======== SOURCE TEXT ========

Hillary Clinton has backed NAFTA-style “free trade” agreements and she has opposed NAFTA-style “free trade” agreements. Like many other prominent Democrats, she has been inconsistent in her support of what is best for workers, the environment and human rights.

But Clinton has a chance to get trade policy right when it matters.

And when it matters is now.

As she launches a 2016 presidential campaign in which she seems to be interested in grabbing the banner of economic populism—going so far as to complain in her announcement video about how “the deck is still stacked in favor of those at the top”—Clinton can and should stake out a clear position in opposition to granting President Obama Trade Promotion Authority to negotiate a sweeping Trans-Pacific Partnership.

Despite overwhelming opposition from labor, farm, environmental, and social-justice groups, Congress is preparing to consider whether to provide Obama with the “fast track” authority he seeks to construct a “free trade” deal linking the North American and Asian nations of the Pacific Rim. Imagine the North American Free Trade Agreement on steroids and you get a sense of what is at stake. Yet, so far, Clinton’s office has offered only a statement about how she is “watching closely” as the debate evolves and a suggestion that she wants “greater prosperity and security for American families, not trade for trade’s sake.”

That’s not a clear commitment one way or the other on fast track or the TPP. And the coming congressional debate demands clear commitments not just from members of the House and Senate but from those who seek the presidency.

========

**PROBLEM 1:**
Return the stretch of the passage on Clinton and trade policy from "But Clinton has" through "sweeping Trans-Pacific Partnership.", word for word.
**PROBLEM 2:**
Supply the next part of the passage on Clinton and trade policy, beginning after its final sentence.

======== ENTRIES SUPPLIED ========

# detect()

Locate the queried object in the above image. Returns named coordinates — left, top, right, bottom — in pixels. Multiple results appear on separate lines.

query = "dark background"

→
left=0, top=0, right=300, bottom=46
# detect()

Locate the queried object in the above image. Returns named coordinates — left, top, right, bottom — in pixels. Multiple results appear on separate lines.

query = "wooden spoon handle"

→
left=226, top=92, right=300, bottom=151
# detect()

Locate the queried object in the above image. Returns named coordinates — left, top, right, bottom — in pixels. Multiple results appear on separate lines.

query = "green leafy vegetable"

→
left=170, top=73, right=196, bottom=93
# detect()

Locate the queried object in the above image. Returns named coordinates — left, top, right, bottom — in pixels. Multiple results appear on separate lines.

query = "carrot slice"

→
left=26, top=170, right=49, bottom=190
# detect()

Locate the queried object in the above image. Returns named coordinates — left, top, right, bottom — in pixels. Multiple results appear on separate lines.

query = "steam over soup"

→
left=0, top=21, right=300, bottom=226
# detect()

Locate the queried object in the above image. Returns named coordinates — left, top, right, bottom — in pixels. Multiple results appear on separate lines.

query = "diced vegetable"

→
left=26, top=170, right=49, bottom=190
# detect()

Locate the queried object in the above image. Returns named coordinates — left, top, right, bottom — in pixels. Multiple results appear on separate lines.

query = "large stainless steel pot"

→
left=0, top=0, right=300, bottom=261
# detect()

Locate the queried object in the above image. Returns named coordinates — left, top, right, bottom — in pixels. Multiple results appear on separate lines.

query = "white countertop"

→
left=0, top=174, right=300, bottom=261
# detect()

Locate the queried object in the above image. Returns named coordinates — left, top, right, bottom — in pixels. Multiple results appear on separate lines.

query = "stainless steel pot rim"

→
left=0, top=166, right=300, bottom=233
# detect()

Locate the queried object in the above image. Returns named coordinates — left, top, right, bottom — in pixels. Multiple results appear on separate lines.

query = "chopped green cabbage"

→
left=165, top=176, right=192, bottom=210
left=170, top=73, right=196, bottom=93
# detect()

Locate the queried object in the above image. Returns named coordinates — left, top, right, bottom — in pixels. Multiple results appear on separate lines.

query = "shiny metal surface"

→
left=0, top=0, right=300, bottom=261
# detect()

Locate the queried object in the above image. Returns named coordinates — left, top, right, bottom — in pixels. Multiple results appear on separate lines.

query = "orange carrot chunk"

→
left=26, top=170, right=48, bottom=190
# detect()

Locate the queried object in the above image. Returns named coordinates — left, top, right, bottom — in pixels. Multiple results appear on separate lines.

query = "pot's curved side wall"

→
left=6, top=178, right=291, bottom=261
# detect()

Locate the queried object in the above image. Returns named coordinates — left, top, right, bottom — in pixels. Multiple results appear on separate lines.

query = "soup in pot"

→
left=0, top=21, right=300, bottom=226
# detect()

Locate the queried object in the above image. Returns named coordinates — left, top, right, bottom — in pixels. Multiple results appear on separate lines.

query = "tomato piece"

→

========

**TASK RESULT 1:**
But Clinton has a chance to get trade policy right when it matters.

And when it matters is now.

As she launches a 2016 presidential campaign in which she seems to be interested in grabbing the banner of economic populism—going so far as to complain in her announcement video about how “the deck is still stacked in favor of those at the top”—Clinton can and should stake out a clear position in opposition to granting President Obama Trade Promotion Authority to negotiate a sweeping Trans-Pacific Partnership.

**TASK RESULT 2:**
In many senses, it is remarkable that Congress would even consider surrendering its authority to make amendments, to provide oversight, and to check and balance the executive branch on so vital an economic and social issue. Yet, the legislation has now been introduced and the White House and corporate interests are gearing up a massive campaign on behalf of fast track. If it succeeds, the TPP will be negotiated behind closed doors and with inadequate oversight from Congress.

No matter what anyone thinks about “free trade,” as it is currently arranged to benefit multinational corporations that seek a race-to-the-bottom economics, or “fair trade,” as it should be arranged to protect workers, the environment, and human rights, no one who believes in openness, transparency and democracy should be on the fence regarding fast track .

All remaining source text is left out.